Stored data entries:
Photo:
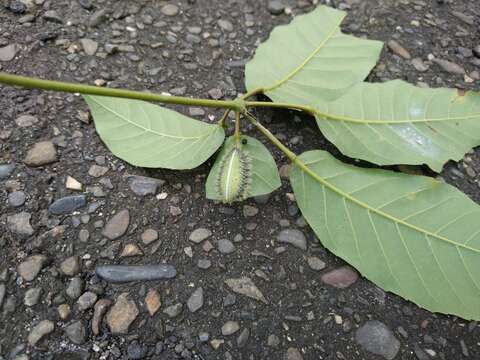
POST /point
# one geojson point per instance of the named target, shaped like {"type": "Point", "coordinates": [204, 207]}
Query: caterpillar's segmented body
{"type": "Point", "coordinates": [235, 175]}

= GIVEN TASK =
Turn every line of the entries above into a JSON list of strings, one string per line, with blank lines dropped. Leave the pictures out.

= RESULT OF THIS EXERCISE =
[
  "Photo:",
  "POST /point",
  "# one geojson point per instance of the named target, shaped like {\"type\": \"Point\", \"coordinates\": [204, 207]}",
  "Query: caterpillar's segmented body",
  "{\"type\": \"Point\", \"coordinates\": [235, 175]}"
]